→ **Excerpted passage**:

[START]

Before
Andy Kaufman wrestled women in bouts of intergender wrestling buffoonery, Bobby
Riggs challenged women tennis players to show man’s superiority on the tennis
court. Of course, that all backfired on
him when Billie Jean King mopped the court with Riggs on national
television. Battle of the Sexes is a
dramatized version of the events leading up to that fateful match.
While
Riggs (Steve Carell) runs his mouth and puts on a good show for the cameras,
King (Emma Stone) tries to keep her head down and train hard for the
match. She’s hoping that all the
publicity will allow her to make a stand for equal rights and feminism. She doesn’t want any needless distractions
around. Naturally, that’s just what she
gets in the form of Marilyn (Andrea Riseborough), a hairdresser she becomes
romantically entangled with while on tour.
Since this is the ‘70s we’re talking about, King must keep the
relationship quiet because if the media found out about her lesbian affair, it
would bring an abrupt end to her career.
Directors
Jonathan Dayton and Valerie Faris (who also collaborated with Carell on Little
Miss Sunshine) get a bit heavy-handed while delivering the movie’s messages. A lot of the on-the-nose dialogue hammers
home King’s dilemma with the subtlety of a hundred-mile-an-hour tennis serve. Once the film switches gears and turns into an
honest to God sports movie, it quickly rights itself and becomes a rather
irresistible underdog story. The finale
is surprisingly suspenseful too, even if you already know the outcome.
The
thing about Riggs is, he’s pretty likeable. He’s not an out-and-out bad guy. He just misses the limelight and sees the
battle of the sexes matches as get-rich-quick scheme. He goes so over the top with his whole male chauvinist
performance (his insults are kind of funny) that he becomes a caricature of a
villain. I mean he can be only taken about
as seriously as your average wrestling heel.

[END]

→ **Collected material**:
[START]

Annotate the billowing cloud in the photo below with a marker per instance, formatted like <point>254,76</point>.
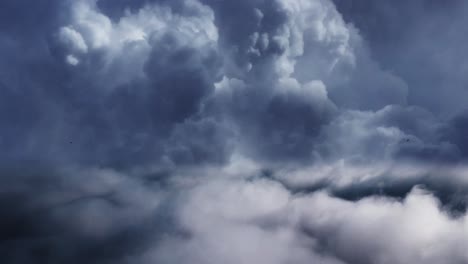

[END]

→ **List of tasks**:
A: According to the Battle of the Sexes review, which earlier film did the directors also make with Carell?
B: Write the next part of the Battle of the Sexes film review, picking up after its final sentence.

→ **Answers per task**:
A: Little Miss Sunshine

B:
Even
King doesn’t really have a problem with his overboard blustering. Her real issue is with the sexist men behind
the scenes who want hold women back.
While Riggs is using the chauvinist thing as a publicity stunt, these
guys actually talk the talk.
The
cast is uniformly excellent and help to anchor the movie whenever it threatens
to get too preachy. Carell gives a terrific
performance and makes what could’ve been a one-dimensional cretin likeable and
well-rounded. The scene where he goes to
Gamblers Anonymous and puts down the people in the group for being bad gamblers
is hysterical. Stone does an equally
fine job as King. Halfway through the
movie, you kind of forget it’s her, which is about as good of a compliment as
you can give. The supporting cast is a
veritable who’s who featuring everyone from Bill Pullman (sexist asshole) to
Elizabeth Shue (Riggs’ long-suffering wife) to Fred Armisen (Riggs’ “vitamin
consultant”), all of whom do a great job.
Alan Cumming in particular does wonders, giving a thinly-written role a
hefty amount of gravitas.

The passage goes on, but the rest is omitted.